▶ **The input**:

※ ※ ※

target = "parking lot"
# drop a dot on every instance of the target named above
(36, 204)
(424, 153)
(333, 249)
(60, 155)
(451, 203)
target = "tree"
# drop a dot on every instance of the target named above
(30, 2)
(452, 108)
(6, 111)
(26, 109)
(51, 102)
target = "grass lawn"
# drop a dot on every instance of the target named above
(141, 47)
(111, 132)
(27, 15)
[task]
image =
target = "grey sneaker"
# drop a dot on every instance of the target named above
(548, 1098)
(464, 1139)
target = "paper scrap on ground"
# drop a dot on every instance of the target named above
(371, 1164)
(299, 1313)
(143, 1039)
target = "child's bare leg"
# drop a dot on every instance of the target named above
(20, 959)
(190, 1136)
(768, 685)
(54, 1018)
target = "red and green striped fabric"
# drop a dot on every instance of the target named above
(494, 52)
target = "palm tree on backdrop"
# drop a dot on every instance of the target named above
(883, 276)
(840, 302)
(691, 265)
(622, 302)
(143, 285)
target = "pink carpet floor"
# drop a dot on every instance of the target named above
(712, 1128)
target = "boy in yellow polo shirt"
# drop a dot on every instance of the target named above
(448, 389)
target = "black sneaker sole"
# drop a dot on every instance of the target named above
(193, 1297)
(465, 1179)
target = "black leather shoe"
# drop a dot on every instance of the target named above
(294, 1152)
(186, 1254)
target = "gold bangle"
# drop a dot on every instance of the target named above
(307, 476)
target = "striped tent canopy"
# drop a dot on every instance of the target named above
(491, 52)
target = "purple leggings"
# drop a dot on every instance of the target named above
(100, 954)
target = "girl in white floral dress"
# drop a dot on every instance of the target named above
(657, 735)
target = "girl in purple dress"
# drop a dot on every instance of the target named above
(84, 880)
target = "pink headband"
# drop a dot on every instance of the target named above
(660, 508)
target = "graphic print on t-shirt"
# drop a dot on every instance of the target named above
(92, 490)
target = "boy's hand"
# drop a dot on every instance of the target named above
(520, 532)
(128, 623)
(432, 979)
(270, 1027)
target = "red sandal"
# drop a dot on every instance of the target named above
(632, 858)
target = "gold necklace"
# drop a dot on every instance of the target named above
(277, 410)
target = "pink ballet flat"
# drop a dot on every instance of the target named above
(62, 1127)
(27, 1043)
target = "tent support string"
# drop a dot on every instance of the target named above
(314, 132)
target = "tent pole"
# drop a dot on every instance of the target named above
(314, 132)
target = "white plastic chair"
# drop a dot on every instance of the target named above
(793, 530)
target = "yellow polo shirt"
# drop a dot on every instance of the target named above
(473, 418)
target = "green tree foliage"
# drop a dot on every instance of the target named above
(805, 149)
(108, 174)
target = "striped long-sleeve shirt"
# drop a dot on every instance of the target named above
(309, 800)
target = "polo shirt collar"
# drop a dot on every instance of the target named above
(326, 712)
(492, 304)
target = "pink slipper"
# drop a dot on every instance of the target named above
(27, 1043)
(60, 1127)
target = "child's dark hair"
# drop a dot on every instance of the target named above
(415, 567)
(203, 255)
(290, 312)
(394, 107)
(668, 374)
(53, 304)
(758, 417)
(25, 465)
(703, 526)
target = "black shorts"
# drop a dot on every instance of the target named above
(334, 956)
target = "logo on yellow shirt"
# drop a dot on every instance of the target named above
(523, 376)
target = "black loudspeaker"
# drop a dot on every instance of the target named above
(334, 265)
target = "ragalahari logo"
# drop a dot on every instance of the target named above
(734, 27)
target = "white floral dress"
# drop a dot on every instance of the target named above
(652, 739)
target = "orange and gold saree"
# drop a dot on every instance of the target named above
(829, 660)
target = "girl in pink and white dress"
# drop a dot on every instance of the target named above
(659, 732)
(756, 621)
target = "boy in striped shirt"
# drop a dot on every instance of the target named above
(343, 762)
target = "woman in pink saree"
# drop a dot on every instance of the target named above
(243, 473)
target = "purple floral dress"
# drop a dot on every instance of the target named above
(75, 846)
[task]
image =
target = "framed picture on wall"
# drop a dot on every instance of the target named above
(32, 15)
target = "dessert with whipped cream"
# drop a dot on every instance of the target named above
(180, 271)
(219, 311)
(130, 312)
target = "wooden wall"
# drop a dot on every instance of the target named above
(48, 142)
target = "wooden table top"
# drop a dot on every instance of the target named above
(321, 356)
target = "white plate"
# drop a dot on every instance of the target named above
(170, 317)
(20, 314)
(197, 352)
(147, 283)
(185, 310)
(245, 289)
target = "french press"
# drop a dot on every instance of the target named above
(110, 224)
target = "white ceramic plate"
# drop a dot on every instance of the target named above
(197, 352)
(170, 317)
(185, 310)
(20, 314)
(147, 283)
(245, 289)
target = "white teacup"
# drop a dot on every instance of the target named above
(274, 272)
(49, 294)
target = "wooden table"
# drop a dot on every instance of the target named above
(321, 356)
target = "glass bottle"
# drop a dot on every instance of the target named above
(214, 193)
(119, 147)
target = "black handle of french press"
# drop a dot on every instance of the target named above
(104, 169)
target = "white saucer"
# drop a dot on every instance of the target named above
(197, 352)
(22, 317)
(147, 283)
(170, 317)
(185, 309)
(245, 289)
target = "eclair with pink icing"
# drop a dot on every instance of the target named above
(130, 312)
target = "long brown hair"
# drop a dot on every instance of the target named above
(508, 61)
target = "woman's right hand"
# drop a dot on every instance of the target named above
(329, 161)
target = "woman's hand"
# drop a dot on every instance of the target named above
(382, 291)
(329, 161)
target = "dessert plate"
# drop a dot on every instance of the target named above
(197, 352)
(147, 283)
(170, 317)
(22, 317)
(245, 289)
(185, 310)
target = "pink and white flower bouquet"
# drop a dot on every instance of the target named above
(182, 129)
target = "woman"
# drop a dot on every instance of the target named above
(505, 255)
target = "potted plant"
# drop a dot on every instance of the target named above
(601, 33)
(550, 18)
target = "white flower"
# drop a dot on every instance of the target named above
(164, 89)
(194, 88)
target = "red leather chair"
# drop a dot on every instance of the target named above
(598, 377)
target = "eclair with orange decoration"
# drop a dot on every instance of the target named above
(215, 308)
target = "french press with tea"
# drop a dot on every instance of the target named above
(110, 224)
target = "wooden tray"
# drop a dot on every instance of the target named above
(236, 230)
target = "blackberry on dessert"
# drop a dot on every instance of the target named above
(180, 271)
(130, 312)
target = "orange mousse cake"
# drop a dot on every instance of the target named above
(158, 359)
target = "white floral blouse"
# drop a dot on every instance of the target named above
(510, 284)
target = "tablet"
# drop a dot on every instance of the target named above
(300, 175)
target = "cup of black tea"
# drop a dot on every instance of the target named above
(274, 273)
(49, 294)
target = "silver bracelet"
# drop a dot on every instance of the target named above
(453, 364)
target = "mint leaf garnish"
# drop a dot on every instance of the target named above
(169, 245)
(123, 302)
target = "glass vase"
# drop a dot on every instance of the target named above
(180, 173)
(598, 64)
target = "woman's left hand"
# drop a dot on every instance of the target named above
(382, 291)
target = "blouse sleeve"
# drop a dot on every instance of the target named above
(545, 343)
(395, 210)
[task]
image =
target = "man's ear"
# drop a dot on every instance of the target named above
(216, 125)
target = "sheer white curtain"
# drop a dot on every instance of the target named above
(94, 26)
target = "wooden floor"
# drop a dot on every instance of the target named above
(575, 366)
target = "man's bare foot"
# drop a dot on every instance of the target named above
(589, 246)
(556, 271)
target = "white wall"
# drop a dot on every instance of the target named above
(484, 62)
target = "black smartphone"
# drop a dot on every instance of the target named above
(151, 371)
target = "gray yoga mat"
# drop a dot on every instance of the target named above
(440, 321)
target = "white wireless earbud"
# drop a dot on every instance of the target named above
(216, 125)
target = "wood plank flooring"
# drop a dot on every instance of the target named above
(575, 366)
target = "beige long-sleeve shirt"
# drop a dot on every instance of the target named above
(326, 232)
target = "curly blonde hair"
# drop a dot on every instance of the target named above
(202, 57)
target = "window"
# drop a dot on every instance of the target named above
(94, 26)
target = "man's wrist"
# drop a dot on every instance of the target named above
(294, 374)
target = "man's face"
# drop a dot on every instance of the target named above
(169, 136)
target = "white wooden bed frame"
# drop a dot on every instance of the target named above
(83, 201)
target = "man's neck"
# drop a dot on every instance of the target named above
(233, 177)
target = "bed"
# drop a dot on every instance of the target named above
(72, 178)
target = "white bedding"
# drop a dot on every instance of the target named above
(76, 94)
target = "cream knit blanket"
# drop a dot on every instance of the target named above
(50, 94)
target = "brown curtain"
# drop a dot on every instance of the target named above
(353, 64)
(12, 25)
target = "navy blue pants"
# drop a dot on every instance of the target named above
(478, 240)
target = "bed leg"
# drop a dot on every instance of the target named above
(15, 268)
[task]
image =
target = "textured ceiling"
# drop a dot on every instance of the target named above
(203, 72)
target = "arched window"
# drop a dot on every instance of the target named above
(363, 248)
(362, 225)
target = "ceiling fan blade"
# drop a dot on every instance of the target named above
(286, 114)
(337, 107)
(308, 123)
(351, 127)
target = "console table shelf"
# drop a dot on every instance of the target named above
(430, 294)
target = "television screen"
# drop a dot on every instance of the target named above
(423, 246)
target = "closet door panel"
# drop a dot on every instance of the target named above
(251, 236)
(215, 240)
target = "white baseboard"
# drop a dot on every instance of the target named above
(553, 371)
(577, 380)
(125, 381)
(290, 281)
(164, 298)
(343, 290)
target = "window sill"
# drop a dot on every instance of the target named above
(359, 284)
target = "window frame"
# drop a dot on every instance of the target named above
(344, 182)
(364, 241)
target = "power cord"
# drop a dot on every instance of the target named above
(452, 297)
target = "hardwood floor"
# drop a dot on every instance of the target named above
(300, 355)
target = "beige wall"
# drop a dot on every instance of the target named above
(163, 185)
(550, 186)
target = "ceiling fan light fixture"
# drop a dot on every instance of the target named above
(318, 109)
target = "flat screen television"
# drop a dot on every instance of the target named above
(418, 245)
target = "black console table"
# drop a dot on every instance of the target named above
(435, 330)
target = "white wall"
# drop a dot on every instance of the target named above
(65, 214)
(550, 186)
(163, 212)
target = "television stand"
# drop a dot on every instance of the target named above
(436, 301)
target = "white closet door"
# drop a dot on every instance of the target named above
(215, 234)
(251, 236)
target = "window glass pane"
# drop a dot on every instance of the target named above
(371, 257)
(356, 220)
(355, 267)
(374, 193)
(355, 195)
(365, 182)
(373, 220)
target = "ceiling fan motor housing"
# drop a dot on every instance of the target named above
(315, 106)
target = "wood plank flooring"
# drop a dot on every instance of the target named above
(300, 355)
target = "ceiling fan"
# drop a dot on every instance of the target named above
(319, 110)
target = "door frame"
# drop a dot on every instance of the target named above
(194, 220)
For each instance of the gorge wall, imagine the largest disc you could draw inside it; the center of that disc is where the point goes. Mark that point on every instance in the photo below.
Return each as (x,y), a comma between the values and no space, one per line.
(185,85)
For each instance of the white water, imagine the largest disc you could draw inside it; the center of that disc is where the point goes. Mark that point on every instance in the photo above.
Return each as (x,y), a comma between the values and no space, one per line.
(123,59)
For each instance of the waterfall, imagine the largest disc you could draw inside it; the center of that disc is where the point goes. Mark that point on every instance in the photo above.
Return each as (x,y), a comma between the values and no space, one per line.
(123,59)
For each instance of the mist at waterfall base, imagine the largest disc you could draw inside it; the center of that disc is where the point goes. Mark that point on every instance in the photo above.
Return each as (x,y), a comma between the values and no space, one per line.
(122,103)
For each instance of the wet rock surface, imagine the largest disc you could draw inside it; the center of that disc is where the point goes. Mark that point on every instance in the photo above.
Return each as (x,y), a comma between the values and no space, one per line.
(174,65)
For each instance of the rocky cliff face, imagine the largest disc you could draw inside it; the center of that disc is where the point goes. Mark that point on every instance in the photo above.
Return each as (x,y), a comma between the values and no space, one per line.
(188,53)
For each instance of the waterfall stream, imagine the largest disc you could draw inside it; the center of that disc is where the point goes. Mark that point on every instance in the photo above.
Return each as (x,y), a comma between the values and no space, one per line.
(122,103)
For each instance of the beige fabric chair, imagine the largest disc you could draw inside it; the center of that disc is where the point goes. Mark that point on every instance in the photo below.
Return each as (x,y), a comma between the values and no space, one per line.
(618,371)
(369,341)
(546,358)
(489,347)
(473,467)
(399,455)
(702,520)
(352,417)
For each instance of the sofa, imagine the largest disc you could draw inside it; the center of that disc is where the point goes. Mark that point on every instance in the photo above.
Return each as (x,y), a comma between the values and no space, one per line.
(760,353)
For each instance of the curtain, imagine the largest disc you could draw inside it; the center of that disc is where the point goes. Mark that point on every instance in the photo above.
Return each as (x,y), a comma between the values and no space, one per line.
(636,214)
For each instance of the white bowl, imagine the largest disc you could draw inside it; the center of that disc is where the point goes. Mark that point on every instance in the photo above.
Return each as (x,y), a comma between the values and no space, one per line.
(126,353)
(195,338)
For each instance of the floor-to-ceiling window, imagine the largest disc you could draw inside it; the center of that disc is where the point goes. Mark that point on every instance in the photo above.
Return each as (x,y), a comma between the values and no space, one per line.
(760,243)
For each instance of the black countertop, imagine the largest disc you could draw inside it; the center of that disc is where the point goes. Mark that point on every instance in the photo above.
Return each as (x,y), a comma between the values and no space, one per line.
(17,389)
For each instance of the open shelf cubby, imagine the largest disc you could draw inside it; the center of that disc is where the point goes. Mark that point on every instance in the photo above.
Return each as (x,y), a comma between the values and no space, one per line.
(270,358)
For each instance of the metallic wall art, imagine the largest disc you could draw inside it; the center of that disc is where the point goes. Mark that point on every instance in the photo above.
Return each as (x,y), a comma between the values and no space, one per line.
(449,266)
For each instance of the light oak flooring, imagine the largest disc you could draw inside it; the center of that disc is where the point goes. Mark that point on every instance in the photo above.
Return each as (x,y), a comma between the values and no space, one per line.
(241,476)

※ ※ ※

▶ **Aim of the task**: What lines in the entries above hold "ceiling"? Copy every one.

▶ **Answer box**:
target = "textured ceiling"
target = "ceiling fan blade"
target = "ceiling fan light fixture"
target = "ceiling fan motor housing"
target = "ceiling fan"
For each instance of the floor-to-ceiling window, imagine the largest disc you could draw inside it; the center of that disc is where the point goes. Mark that point on every instance in the photo above.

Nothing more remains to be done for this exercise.